= Beginning of Section =

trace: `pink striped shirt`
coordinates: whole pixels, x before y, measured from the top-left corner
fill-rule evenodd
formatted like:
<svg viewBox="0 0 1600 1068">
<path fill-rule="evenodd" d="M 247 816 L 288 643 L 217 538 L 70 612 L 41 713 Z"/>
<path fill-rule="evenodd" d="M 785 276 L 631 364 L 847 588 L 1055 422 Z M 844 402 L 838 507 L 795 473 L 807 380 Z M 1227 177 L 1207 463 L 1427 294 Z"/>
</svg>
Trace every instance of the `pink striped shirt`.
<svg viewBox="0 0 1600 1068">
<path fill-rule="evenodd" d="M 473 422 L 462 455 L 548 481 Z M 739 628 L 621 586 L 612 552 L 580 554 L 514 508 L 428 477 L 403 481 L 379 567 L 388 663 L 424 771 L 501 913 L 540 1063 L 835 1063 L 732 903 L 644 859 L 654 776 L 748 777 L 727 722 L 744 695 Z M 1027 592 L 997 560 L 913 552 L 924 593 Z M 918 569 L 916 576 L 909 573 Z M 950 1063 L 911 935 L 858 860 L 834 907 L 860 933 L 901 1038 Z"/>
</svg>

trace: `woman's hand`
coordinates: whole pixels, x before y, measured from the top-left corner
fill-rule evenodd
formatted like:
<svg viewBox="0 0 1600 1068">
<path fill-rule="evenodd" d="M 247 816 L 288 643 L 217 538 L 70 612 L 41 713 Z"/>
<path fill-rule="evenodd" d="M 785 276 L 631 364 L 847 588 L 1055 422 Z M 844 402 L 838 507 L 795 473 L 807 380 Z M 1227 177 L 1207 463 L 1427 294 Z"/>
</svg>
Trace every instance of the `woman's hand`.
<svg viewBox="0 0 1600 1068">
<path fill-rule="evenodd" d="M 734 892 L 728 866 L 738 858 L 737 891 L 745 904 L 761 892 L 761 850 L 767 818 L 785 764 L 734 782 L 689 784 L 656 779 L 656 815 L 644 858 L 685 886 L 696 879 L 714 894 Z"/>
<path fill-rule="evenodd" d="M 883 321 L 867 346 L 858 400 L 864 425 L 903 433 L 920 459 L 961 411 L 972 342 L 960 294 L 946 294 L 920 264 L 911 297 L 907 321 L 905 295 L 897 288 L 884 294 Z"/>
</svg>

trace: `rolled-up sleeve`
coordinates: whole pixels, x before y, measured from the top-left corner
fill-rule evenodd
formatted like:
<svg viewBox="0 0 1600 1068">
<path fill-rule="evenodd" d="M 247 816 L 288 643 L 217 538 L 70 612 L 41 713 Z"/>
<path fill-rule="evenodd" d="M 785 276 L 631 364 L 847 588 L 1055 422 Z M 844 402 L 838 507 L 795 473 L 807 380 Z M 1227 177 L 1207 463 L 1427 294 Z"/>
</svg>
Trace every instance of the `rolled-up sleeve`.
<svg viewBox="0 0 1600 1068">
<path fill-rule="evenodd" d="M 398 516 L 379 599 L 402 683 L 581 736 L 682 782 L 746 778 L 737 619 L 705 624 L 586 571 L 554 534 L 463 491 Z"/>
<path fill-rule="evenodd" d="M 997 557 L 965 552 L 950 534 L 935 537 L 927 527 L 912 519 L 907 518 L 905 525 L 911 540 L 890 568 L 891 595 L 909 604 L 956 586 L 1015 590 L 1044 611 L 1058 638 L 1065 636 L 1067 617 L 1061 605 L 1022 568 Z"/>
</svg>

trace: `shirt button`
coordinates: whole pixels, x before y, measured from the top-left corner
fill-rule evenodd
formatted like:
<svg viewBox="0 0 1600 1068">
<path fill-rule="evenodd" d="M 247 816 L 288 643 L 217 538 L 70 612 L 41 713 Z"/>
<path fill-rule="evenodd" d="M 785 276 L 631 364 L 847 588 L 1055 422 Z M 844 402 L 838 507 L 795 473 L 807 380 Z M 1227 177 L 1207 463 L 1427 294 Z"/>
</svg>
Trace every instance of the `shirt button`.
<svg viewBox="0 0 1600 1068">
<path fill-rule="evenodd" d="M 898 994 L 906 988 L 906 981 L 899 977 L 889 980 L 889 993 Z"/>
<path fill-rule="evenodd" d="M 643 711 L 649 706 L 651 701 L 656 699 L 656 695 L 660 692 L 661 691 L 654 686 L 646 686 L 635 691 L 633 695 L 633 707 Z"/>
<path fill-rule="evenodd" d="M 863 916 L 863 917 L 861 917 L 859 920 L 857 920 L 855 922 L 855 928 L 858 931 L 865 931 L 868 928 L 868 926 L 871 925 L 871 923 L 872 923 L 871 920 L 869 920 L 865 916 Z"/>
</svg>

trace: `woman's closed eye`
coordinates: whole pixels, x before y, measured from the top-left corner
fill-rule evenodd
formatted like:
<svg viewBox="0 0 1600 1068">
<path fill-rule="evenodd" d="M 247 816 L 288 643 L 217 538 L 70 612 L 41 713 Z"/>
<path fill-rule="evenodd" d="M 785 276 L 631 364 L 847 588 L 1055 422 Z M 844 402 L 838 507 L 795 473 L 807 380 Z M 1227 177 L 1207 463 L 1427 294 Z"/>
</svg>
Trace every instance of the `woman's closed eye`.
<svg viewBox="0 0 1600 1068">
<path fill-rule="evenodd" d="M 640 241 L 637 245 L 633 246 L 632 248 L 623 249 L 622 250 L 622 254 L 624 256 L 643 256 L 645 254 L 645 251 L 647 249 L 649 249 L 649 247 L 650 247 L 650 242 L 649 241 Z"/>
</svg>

= End of Section =

• EXERCISE AIM:
Transcribe the listing above in full, so that every line matches exactly.

• RESULT OF THE TASK:
trace: `pink striped shirt`
coordinates: whole pixels, x before y, measured from the top-left corner
fill-rule evenodd
formatted like:
<svg viewBox="0 0 1600 1068">
<path fill-rule="evenodd" d="M 247 816 L 288 643 L 217 538 L 70 612 L 41 713 Z"/>
<path fill-rule="evenodd" d="M 785 276 L 631 364 L 847 588 L 1055 422 Z M 844 402 L 838 507 L 795 473 L 807 380 Z M 1227 177 L 1207 463 L 1427 294 Z"/>
</svg>
Trace every instance of the `pink striped shirt`.
<svg viewBox="0 0 1600 1068">
<path fill-rule="evenodd" d="M 473 422 L 462 455 L 548 481 Z M 739 628 L 621 586 L 612 552 L 580 554 L 514 508 L 428 477 L 403 481 L 379 567 L 388 663 L 424 771 L 501 913 L 540 1063 L 835 1063 L 732 903 L 644 859 L 654 776 L 748 777 L 727 722 L 744 695 Z M 1027 592 L 997 560 L 913 552 L 924 593 Z M 918 569 L 916 576 L 909 573 Z M 950 1063 L 911 935 L 858 860 L 834 907 L 860 933 L 901 1038 Z"/>
</svg>

trace: `woman's hand`
coordinates: whole pixels, x before y, measured from the top-left corner
fill-rule evenodd
formatted like:
<svg viewBox="0 0 1600 1068">
<path fill-rule="evenodd" d="M 247 816 L 288 643 L 217 538 L 70 612 L 41 713 Z"/>
<path fill-rule="evenodd" d="M 785 276 L 631 364 L 847 588 L 1055 422 Z M 844 402 L 838 507 L 795 473 L 807 380 Z M 1227 177 L 1207 463 L 1427 294 Z"/>
</svg>
Trace every instance of the `woman's hand`.
<svg viewBox="0 0 1600 1068">
<path fill-rule="evenodd" d="M 734 892 L 728 866 L 738 858 L 737 891 L 745 904 L 761 892 L 761 850 L 767 818 L 785 764 L 734 782 L 689 784 L 656 779 L 656 815 L 644 858 L 685 886 L 696 879 L 714 894 Z"/>
<path fill-rule="evenodd" d="M 883 321 L 867 346 L 858 400 L 864 425 L 903 433 L 920 459 L 961 411 L 972 342 L 960 294 L 946 294 L 920 264 L 911 297 L 907 321 L 905 295 L 897 288 L 884 294 Z"/>
</svg>

trace: `rolled-up sleeve`
coordinates: whole pixels, x before y, measured from the top-left corner
fill-rule evenodd
formatted like:
<svg viewBox="0 0 1600 1068">
<path fill-rule="evenodd" d="M 247 816 L 288 643 L 217 538 L 70 612 L 41 713 Z"/>
<path fill-rule="evenodd" d="M 785 276 L 631 364 L 847 588 L 1055 422 Z M 844 402 L 838 507 L 795 473 L 807 380 Z M 1227 177 L 1207 463 L 1427 294 Z"/>
</svg>
Trace every instance of the `rolled-up sleeve`.
<svg viewBox="0 0 1600 1068">
<path fill-rule="evenodd" d="M 398 516 L 379 599 L 402 683 L 581 736 L 682 782 L 746 778 L 737 619 L 705 624 L 586 571 L 554 534 L 463 491 Z"/>
<path fill-rule="evenodd" d="M 997 557 L 965 552 L 950 534 L 935 537 L 927 527 L 912 519 L 907 518 L 905 525 L 911 540 L 890 568 L 891 595 L 909 604 L 956 586 L 1015 590 L 1044 611 L 1058 638 L 1065 636 L 1067 617 L 1061 605 L 1022 568 Z"/>
</svg>

trace: `shirt button`
coordinates: whole pixels, x before y, measured from the top-left corner
fill-rule evenodd
formatted like:
<svg viewBox="0 0 1600 1068">
<path fill-rule="evenodd" d="M 247 816 L 288 643 L 217 538 L 70 612 L 41 713 Z"/>
<path fill-rule="evenodd" d="M 785 276 L 631 364 L 847 588 L 1055 422 Z M 844 402 L 838 507 L 795 473 L 807 380 Z M 1227 177 L 1207 463 L 1427 294 Z"/>
</svg>
Trace every instance of the `shirt button`.
<svg viewBox="0 0 1600 1068">
<path fill-rule="evenodd" d="M 898 994 L 906 988 L 906 981 L 899 977 L 889 980 L 889 993 Z"/>
<path fill-rule="evenodd" d="M 643 711 L 649 706 L 651 701 L 656 699 L 656 695 L 660 692 L 661 691 L 654 686 L 646 686 L 635 691 L 633 695 L 633 707 Z"/>
<path fill-rule="evenodd" d="M 863 916 L 863 917 L 861 917 L 859 920 L 857 920 L 855 922 L 855 928 L 858 931 L 865 931 L 868 928 L 868 926 L 871 925 L 871 923 L 872 923 L 871 920 L 869 920 L 865 916 Z"/>
</svg>

trace: `woman's closed eye`
coordinates: whole pixels, x before y, measured from the top-left corner
fill-rule evenodd
formatted like:
<svg viewBox="0 0 1600 1068">
<path fill-rule="evenodd" d="M 247 816 L 288 643 L 217 538 L 70 612 L 41 713 Z"/>
<path fill-rule="evenodd" d="M 785 276 L 631 364 L 847 588 L 1055 422 Z M 844 402 L 838 507 L 795 473 L 807 380 Z M 1227 177 L 1207 463 L 1427 294 Z"/>
</svg>
Trace every instance of the `woman's closed eye`.
<svg viewBox="0 0 1600 1068">
<path fill-rule="evenodd" d="M 640 241 L 637 245 L 633 246 L 632 248 L 623 249 L 622 250 L 622 254 L 624 256 L 643 256 L 645 254 L 645 251 L 647 249 L 649 249 L 649 247 L 650 247 L 650 242 L 649 241 Z"/>
</svg>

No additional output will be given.